◆ **Aim of the exercise**
Reproduce the passage of the travel piece on Florida's Forgotten Coast below from "Pristine bays, sugar" up to and including "spanning the river.".

◆ **Text shown**

--

FLORIDA TOUR 2014–The Forgotten Coast


           I didn’t make it up . . . this is what a particular area of Florida’s Gulf Coast is known as–The Forgotten Coast.  We were soon to find out that it was aptly named.  Heading west, just as the road curves into the Panhandle, we were to discover a quieter section of coastline.  No tourist attractions luring one to pull off and turn in.  Indeed, seeing even a roadside billboard is rare.  No high-rise condos to obscure the views.  The few signs of habitation seen are not fancy or fixed up.  It is Old Florida, obviously “forgotten” during the period when much of North Florida’s coastline was discovered, and then subsequently over-developed.

Image         It is rather remote here.  No interstate highway or four-lane roads lead here.  U.S. 98 goes through small communities with few, if any, traffic lights.  You won’t be finding fast-food places or chain motels in these towns. Instead, you find communities where life is slower and no one is a stranger.

          Soon enough, we would be in those populated areas of the Panhandle.  But while we were passing through, we chose to stop, linger a couple of days, and search out some of the special places tucked away in this Forgotten Coast.  Rather than what had been developed, we were looking for what has been preserved.

           It’s a 90-mile stretch of shoreline, from St. Marks (not found on most GPS systems) west through Apalachicola to the St. Joseph Peninsula.  Populations of these little towns range from a few hundred to a couple thousand.  The Gulf of Mexico is on one side of the road and lots of pine trees on the other.

            Pristine bays, sugar white beaches, coastal marshlands, estuaries rich with sea life, and barrier islands with impressive dune formations . . . that is what this area has to offer . . . and that is what drew us in.  Our short time would find us slowing down, enjoying the environment, and just going with the flow.


           We pulled into a small private campground with no more than a couple dozen sites.  The main attraction seemed to be its prime location on the banks of the Ochlockonee River.  No surprise if you’ve never heard of that particular waterway.  Flowing 200 miles from Georgia, it empties out into the Gulf.  The river is rich in rare freshwater mussels, and the organic matter enriches the waters, helping in the production of seafood harvested in Apalachicola Bay.


            Our campsite had a terrific view of the lengthy bridge spanning the river.

--

◆ **Provided material**
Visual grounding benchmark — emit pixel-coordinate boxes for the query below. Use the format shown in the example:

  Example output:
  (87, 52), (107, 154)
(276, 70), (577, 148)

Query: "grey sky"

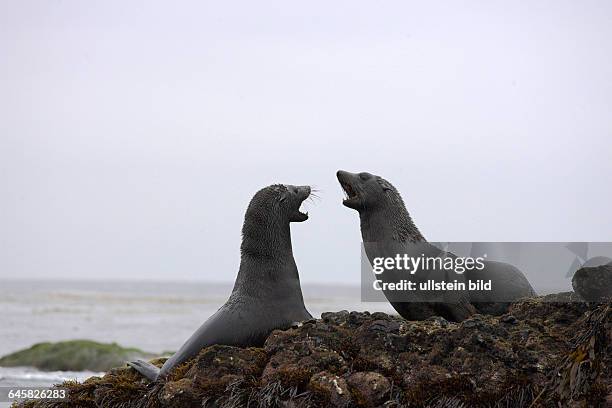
(0, 1), (612, 283)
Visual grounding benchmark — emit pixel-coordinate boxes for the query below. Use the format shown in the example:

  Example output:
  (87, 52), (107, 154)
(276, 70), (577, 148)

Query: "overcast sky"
(0, 0), (612, 283)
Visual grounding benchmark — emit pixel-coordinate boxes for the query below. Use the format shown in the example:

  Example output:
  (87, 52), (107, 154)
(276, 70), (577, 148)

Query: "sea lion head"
(247, 184), (311, 222)
(336, 170), (401, 212)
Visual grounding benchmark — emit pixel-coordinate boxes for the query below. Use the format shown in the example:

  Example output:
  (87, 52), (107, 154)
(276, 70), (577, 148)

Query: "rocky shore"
(15, 293), (612, 408)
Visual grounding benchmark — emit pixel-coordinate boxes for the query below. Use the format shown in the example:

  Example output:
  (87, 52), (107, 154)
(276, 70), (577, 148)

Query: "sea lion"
(337, 170), (476, 321)
(128, 184), (312, 380)
(336, 170), (535, 321)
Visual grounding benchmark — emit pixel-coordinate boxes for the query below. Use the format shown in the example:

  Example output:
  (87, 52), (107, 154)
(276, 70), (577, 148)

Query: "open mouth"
(294, 201), (308, 222)
(340, 181), (359, 204)
(291, 187), (310, 222)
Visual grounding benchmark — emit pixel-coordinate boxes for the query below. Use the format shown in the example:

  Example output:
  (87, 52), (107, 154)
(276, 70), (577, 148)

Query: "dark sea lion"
(337, 170), (476, 321)
(128, 184), (312, 380)
(337, 170), (535, 321)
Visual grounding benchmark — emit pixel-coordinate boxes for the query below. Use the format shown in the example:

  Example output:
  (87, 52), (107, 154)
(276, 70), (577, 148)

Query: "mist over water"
(0, 280), (393, 356)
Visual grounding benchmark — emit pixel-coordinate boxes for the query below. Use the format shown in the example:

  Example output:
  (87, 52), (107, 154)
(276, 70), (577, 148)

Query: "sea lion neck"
(240, 217), (293, 259)
(359, 194), (426, 242)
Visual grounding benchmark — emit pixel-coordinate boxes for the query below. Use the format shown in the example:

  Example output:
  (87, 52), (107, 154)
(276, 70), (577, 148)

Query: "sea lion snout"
(287, 186), (312, 222)
(336, 170), (360, 209)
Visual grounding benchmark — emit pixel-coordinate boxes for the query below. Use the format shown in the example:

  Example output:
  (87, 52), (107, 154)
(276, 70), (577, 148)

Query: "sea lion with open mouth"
(337, 170), (476, 321)
(128, 184), (312, 380)
(337, 170), (536, 321)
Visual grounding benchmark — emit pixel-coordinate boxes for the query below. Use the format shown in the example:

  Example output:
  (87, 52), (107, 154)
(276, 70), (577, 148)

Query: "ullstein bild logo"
(361, 242), (612, 302)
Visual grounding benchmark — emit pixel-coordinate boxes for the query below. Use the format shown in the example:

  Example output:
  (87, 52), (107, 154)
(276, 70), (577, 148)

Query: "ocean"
(0, 280), (393, 406)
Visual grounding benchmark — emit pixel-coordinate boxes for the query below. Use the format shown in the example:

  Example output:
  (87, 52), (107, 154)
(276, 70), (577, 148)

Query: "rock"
(308, 371), (351, 407)
(347, 371), (391, 407)
(0, 340), (155, 371)
(572, 263), (612, 302)
(10, 295), (612, 408)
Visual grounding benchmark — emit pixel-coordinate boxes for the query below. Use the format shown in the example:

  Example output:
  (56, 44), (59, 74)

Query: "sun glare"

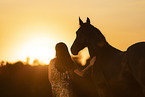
(21, 37), (55, 64)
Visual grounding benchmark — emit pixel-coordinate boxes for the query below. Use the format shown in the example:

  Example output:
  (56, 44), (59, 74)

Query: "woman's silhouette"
(49, 42), (96, 97)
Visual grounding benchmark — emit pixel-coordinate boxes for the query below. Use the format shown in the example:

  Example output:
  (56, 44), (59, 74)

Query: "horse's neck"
(88, 42), (121, 58)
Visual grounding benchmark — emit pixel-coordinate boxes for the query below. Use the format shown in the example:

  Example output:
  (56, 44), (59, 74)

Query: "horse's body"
(71, 18), (145, 97)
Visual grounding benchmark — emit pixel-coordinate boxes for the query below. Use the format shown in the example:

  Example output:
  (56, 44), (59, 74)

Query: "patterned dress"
(49, 59), (72, 97)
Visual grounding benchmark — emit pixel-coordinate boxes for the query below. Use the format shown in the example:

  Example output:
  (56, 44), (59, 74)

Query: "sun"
(21, 36), (56, 64)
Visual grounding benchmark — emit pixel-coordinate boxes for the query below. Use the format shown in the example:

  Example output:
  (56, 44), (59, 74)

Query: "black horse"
(71, 18), (145, 97)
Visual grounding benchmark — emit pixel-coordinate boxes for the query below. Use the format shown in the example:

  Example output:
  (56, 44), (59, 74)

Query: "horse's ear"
(79, 17), (83, 26)
(87, 17), (90, 24)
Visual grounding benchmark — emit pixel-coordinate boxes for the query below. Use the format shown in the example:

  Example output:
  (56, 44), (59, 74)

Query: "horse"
(71, 17), (145, 97)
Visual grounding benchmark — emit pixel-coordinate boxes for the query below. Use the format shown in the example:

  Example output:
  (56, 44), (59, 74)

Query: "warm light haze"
(0, 0), (145, 64)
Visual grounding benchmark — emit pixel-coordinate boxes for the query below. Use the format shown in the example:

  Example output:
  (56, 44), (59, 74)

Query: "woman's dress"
(49, 59), (72, 97)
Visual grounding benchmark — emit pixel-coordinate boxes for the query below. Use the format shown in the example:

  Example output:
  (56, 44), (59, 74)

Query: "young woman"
(49, 42), (96, 97)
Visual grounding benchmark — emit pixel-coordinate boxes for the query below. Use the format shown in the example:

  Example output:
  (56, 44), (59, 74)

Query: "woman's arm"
(74, 56), (96, 77)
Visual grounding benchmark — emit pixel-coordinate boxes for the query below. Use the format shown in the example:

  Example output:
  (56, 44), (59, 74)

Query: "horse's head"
(71, 18), (105, 55)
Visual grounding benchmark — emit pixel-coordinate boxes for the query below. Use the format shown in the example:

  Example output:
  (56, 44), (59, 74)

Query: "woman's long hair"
(55, 42), (75, 72)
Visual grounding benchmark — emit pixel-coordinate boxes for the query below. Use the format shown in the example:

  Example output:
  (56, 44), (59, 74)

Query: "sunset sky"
(0, 0), (145, 63)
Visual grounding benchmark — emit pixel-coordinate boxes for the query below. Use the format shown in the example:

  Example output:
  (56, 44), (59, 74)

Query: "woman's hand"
(89, 56), (96, 66)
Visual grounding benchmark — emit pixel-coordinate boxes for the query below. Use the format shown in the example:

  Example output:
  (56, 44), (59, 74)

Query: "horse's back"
(126, 42), (145, 92)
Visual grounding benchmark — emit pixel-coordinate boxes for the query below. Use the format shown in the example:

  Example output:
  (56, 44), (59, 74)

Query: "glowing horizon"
(0, 0), (145, 63)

--

◆ **Solution to this task**
Pristine bays, sugar white beaches, coastal marshlands, estuaries rich with sea life, and barrier islands with impressive dune formations . . . that is what this area has to offer . . . and that is what drew us in.  Our short time would find us slowing down, enjoying the environment, and just going with the flow.


           We pulled into a small private campground with no more than a couple dozen sites.  The main attraction seemed to be its prime location on the banks of the Ochlockonee River.  No surprise if you’ve never heard of that particular waterway.  Flowing 200 miles from Georgia, it empties out into the Gulf.  The river is rich in rare freshwater mussels, and the organic matter enriches the waters, helping in the production of seafood harvested in Apalachicola Bay.


            Our campsite had a terrific view of the lengthy bridge spanning the river.